**What is expected:** Repeat the data verbatim.

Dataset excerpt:
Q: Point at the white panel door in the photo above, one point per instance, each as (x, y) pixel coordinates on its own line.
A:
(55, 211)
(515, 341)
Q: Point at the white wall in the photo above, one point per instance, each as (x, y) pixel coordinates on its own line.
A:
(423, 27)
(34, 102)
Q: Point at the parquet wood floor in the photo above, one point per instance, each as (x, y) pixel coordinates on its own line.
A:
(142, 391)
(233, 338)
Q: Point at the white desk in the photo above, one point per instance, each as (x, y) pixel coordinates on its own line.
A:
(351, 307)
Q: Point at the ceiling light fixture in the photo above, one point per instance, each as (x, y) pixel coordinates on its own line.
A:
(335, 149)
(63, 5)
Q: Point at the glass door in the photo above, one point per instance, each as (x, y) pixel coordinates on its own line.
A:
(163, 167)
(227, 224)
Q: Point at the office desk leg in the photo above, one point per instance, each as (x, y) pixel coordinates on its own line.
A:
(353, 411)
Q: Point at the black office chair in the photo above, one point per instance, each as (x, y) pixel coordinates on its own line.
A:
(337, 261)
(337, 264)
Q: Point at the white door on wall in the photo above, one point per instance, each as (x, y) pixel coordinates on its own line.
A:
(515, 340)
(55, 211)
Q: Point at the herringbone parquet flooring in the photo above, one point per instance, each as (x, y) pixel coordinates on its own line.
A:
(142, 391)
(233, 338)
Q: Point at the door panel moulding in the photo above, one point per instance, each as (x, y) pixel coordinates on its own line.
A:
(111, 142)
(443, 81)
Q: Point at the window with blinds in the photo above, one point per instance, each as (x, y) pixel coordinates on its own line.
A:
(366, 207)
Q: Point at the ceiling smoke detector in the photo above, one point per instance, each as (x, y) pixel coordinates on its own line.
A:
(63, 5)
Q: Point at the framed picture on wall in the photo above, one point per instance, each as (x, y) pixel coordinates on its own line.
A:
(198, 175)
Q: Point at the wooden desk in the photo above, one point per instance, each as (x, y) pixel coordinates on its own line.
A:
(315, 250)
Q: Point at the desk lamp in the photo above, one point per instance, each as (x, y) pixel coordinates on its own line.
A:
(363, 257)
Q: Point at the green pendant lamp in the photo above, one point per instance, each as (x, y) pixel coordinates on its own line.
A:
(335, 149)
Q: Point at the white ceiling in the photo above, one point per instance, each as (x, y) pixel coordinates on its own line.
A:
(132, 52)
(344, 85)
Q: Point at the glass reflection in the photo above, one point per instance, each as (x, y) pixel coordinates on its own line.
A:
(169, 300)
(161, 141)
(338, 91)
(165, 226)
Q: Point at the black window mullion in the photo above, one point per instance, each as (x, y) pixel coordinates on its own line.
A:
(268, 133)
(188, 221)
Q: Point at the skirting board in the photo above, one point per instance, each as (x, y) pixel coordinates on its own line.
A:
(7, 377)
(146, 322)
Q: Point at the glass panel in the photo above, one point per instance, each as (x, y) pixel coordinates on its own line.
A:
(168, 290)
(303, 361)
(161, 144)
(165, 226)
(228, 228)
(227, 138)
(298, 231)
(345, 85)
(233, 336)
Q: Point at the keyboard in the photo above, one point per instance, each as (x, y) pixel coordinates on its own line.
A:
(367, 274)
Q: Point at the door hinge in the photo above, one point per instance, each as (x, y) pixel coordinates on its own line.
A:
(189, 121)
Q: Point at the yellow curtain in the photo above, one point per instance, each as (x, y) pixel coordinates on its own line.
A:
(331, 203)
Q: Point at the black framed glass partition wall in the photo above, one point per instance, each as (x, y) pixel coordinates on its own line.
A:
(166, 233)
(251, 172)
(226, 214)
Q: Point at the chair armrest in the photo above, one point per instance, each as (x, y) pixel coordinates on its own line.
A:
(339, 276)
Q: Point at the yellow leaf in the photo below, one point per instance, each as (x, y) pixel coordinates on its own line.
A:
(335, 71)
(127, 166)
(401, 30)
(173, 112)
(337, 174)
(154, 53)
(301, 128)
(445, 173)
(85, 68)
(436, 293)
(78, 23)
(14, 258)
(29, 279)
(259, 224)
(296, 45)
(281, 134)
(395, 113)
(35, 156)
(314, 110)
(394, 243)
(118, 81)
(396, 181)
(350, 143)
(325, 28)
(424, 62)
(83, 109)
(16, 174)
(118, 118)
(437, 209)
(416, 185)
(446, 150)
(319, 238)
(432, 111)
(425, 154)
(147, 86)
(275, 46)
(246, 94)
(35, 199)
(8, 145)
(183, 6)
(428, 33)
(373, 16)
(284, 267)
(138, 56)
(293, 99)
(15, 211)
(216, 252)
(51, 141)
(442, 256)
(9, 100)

**Output:**
Q: Point at the white panel door in the photo above, one point per instance, each as (x, y) pixel coordinates on its own line.
A:
(55, 211)
(515, 341)
Q: Point at the white wall in the photo above, one point per instance, each as (x, y) pixel coordinates on its own line.
A:
(423, 27)
(34, 102)
Q: Point at the parquet wood floor in the photo above, one point per instance, each as (x, y) pixel coordinates on its own line.
A:
(142, 391)
(233, 338)
Q: Point at the white desk in the photo above, one point per instance, each as (x, y) pixel coordinates on its own line.
A:
(351, 307)
Q: Point at the ceiling light fixture in the photo above, one point per instance, each as (x, y) pixel coordinates on its own line.
A:
(335, 149)
(63, 5)
Q: Point at the glass door in the photo above, one point per instance, each as (x, y) pixel coordinates on its own line.
A:
(163, 167)
(227, 224)
Q: Point at the office desk leg in the photo above, one point per instance, each as (x, y) pixel coordinates on its own line.
A:
(353, 411)
Q: Point at the black office chair in the photo above, one point per instance, each as (x, y) pixel coordinates on its own line.
A:
(337, 261)
(337, 264)
Q: Point at the white door on wall in the photo above, one point per instance, each as (x, y) pixel coordinates on its own line.
A:
(515, 340)
(55, 211)
Q: Point at the herringbone parquet flooring in the photo above, one point per instance, each as (x, y) pixel coordinates on its own line.
A:
(142, 391)
(233, 338)
Q: Point at the door panel moulding in the photo above, one point per instance, each as (x, y) pixel coordinates on its own line.
A:
(111, 142)
(443, 81)
Q: Point at the window with blinds in the photo above, one point per instance, each as (x, y) pixel coordinates on its own line.
A:
(366, 207)
Q: Point at the ceiling smoke detector in the photo above, one point per instance, each as (x, y) pixel coordinates on its own line.
A:
(63, 5)
Q: Point at the framed picture on wall in the photo above, one point per instance, each as (x, y) pixel coordinates on its own line.
A:
(198, 175)
Q: Point at the wooden desk in the photo above, one point per instance, each as (x, y) pixel coordinates on its own line.
A:
(315, 250)
Q: Point at the desk lamp in the photo above, one point per instance, each as (x, y) pixel coordinates on its own line.
A:
(363, 257)
Q: Point at the green pendant lamp in the photo above, one point per instance, each as (x, y) pixel coordinates on its own line.
A:
(335, 149)
Q: Point at the white ceiling in the photo above, one point per instance, each as (x, y) pixel coordinates on its own line.
A:
(132, 52)
(344, 85)
Q: Point at the glass reflection in the photo above, one point per instance, each as (x, y) pixel coordinates on its own line.
A:
(169, 300)
(161, 141)
(338, 91)
(165, 226)
Q: Point at the black window mullion in the photo above, one point per instance, each as (x, y) pixel coordinates on its own line.
A:
(268, 133)
(188, 221)
Q: Point at the skirting board in the photo above, one point per instance, each as (x, y) pixel coordinates on its own line.
A:
(7, 377)
(146, 322)
Q: Point at the glass panel in the photo above, one point per instance, each as (x, y) pixel coordinates on its own line.
A:
(168, 290)
(303, 361)
(161, 144)
(165, 226)
(228, 228)
(227, 138)
(298, 231)
(345, 85)
(233, 336)
Q: Point at the keyboard in the photo above, one point per instance, each as (x, y) pixel coordinates on its own line.
A:
(367, 274)
Q: Point at the door hinge in the photo above, one point per instance, each as (x, y) pixel coordinates on its own line.
A:
(189, 121)
Q: Point at the yellow curtain in the photo above, one point per instance, each as (x, y) pixel coordinates on its own line.
A:
(331, 203)
Q: Point at the black framed glass partition wall in the photo above, one point per instance, each as (x, y) pixel coordinates on its own line.
A:
(166, 233)
(251, 172)
(226, 214)
Q: Point at the chair armrest in the photo above, one point per instance, each as (x, y) pixel coordinates on its own line.
A:
(339, 276)
Q: Point at the yellow leaf in the photo below, one point per instance, each as (x, y) pixel coordinates on its own line.
A:
(335, 71)
(127, 166)
(401, 30)
(173, 112)
(337, 174)
(154, 53)
(301, 128)
(445, 173)
(85, 68)
(436, 293)
(78, 23)
(14, 258)
(29, 279)
(259, 224)
(296, 45)
(281, 134)
(395, 113)
(35, 156)
(314, 110)
(394, 243)
(118, 81)
(396, 181)
(350, 143)
(325, 28)
(424, 62)
(83, 109)
(16, 174)
(118, 118)
(437, 209)
(416, 185)
(446, 150)
(319, 238)
(432, 111)
(425, 154)
(147, 86)
(275, 46)
(246, 94)
(35, 199)
(8, 145)
(183, 6)
(428, 33)
(373, 16)
(284, 267)
(138, 56)
(293, 99)
(15, 211)
(216, 252)
(51, 141)
(442, 256)
(9, 100)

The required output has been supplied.